Source data
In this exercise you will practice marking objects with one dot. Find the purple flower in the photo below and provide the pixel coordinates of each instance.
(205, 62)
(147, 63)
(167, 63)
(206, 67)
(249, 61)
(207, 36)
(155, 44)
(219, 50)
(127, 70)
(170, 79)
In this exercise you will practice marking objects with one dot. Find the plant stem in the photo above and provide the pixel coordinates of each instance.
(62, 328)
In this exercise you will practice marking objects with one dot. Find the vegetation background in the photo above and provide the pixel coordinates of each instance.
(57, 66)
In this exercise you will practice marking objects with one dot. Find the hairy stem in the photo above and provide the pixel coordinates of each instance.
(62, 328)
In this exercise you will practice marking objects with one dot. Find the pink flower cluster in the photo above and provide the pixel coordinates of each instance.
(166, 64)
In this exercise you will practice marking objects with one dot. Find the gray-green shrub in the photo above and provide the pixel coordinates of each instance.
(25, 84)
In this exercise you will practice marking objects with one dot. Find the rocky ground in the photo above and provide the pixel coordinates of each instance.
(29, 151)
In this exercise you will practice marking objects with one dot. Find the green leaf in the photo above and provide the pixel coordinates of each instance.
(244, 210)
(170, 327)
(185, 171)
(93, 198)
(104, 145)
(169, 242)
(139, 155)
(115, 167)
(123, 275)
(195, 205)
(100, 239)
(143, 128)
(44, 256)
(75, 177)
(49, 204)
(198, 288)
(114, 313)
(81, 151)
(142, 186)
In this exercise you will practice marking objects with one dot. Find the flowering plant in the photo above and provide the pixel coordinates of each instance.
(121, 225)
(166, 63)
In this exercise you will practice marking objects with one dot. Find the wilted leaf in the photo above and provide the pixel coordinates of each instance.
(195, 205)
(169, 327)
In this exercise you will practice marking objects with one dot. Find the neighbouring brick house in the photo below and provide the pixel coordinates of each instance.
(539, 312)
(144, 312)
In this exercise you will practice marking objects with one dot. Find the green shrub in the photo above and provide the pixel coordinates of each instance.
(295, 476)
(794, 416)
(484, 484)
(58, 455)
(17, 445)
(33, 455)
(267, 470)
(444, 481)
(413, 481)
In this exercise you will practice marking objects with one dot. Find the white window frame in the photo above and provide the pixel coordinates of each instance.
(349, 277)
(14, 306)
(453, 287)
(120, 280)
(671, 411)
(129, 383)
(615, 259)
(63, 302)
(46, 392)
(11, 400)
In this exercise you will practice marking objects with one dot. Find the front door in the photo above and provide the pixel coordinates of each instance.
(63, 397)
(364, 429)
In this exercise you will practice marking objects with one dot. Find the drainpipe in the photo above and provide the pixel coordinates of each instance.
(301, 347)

Required action
Output nothing but the lines from the one that contains "the green shrub" through the final line of the entries above, exactly as they appear.

Finished exercise
In this exercise you will practice marking objects with one dot. Find the green shrub in the photo above and provide the pixel coordinates of each instance.
(295, 476)
(794, 416)
(484, 484)
(58, 455)
(17, 445)
(33, 455)
(267, 470)
(444, 481)
(413, 481)
In this exercise you will practice marking objects with one dot. Find the white window frame in the photo above and provide the pixel coordinates of each instance.
(349, 277)
(14, 306)
(453, 287)
(120, 280)
(671, 411)
(129, 383)
(615, 259)
(63, 302)
(46, 392)
(11, 400)
In this exercise you will practice marking objects with one dot. Find the front door in the photo above and provide the pixel coordinates of each instance.
(63, 397)
(364, 429)
In this exercise you will practice marking objects with one dot. Find the drainpipe in the photo above and provide the pixel coordinates of each instance.
(301, 347)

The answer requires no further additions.